▶ **PROMPT**
Which lines of the items below contain the word "green"? Filter them out and list each one in full.

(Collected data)
--- --- ---

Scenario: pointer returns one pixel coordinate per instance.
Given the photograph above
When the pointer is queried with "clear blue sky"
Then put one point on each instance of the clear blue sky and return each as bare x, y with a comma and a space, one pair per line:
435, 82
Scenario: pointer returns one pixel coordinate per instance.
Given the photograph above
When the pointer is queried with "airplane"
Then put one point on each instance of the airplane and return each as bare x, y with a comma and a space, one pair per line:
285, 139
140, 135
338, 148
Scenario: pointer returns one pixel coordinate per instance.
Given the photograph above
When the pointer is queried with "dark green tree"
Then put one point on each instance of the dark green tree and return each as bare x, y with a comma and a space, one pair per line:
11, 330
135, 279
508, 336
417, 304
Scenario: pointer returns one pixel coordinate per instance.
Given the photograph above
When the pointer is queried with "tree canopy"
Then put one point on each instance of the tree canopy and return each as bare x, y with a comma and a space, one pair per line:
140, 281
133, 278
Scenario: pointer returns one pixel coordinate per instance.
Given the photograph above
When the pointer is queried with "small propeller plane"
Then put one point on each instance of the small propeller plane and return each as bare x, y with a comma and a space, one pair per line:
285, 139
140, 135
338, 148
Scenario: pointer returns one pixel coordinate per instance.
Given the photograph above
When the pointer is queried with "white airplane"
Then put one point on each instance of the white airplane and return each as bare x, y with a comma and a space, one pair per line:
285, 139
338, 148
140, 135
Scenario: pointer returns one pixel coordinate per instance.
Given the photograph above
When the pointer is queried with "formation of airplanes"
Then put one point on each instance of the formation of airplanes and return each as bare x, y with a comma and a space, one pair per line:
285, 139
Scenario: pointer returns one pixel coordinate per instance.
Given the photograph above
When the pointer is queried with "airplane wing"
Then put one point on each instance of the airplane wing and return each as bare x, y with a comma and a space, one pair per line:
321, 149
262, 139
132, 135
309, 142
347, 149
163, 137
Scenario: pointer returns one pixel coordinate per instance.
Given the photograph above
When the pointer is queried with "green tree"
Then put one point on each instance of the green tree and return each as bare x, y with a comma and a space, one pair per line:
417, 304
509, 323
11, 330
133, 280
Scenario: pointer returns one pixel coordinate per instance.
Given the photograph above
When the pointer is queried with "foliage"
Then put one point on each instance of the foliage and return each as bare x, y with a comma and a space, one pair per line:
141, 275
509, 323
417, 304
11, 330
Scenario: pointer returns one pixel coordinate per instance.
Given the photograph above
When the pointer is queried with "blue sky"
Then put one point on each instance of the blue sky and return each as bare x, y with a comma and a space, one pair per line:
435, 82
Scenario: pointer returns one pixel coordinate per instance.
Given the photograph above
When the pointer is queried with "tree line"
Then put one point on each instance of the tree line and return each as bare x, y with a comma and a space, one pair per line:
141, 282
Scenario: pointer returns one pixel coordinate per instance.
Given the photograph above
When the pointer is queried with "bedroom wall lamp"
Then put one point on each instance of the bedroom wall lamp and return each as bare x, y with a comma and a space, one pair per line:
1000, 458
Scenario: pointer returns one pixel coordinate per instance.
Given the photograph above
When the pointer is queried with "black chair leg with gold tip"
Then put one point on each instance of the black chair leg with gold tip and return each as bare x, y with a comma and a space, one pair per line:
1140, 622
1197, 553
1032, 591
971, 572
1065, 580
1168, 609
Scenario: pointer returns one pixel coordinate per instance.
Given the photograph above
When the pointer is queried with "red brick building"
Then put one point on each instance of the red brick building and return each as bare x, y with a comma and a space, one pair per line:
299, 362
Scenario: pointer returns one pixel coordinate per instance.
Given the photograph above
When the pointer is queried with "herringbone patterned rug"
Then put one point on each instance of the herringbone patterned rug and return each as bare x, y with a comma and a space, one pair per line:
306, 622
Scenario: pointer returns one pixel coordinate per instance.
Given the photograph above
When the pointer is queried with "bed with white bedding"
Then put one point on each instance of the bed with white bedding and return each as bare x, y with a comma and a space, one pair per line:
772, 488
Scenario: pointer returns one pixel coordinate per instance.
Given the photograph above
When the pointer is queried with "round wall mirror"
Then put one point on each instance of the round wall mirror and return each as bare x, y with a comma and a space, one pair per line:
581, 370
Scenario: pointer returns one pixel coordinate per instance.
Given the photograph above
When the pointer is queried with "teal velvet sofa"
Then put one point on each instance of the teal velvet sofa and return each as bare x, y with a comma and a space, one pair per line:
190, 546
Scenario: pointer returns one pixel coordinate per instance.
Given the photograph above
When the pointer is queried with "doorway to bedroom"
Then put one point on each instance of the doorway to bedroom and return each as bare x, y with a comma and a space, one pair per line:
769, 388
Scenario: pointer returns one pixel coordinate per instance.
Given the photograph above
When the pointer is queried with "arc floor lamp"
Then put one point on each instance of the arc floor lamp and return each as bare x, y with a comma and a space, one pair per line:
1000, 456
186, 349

--- --- ---

▶ **EXERCISE ANSWER**
When the pointer is queried with "dark green tree"
Then put one point on each instance of the dark green tree and return each as bare x, y with a comma and a space, one pair per line:
When the pointer is queried with "green tree"
Then put one point on each instance of the green tree and return each as bare x, y with a comma and a space, one pair per line:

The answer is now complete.